▶ [Problem description]: Every single record needs to be restated word for word.

▶ [Extracted data]:
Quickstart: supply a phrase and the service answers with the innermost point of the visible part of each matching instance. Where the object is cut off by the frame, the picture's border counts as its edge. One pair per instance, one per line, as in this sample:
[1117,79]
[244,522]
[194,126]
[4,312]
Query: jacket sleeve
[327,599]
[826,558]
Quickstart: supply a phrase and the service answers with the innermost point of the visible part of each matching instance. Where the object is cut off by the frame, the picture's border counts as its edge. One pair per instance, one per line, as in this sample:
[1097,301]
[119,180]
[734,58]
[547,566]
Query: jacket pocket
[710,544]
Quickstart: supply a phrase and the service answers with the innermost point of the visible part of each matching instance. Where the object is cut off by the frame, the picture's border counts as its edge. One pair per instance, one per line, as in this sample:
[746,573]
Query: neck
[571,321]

▶ [Task answer]:
Quickstart: supply a phrase and the service answers with the innermost point of the visible part of each matching instance. Where the object is cut off by the frame, the picture's border counts as its edge. One pair per instance, one per line, as in this sample:
[1117,79]
[244,522]
[194,126]
[4,312]
Query: jacket sleeve
[327,599]
[826,558]
Quickstart: supply a phrase and the service answers with the innermost point of the visible part of each matching instance. Where the object is cut off by the frame, the picture's border counts as its edge. One pair per instance, one per line, as in this sample:
[1097,301]
[119,180]
[734,58]
[547,566]
Query: jacket pocket
[710,544]
Quickstart: supply a phrase and the service answers with the innermost point of the visible part of each matching instance. Where the object is cut off by the frame, the picture's border counts as its edge. One pair per instance, one per line, as in this sample:
[746,573]
Query: neck
[571,321]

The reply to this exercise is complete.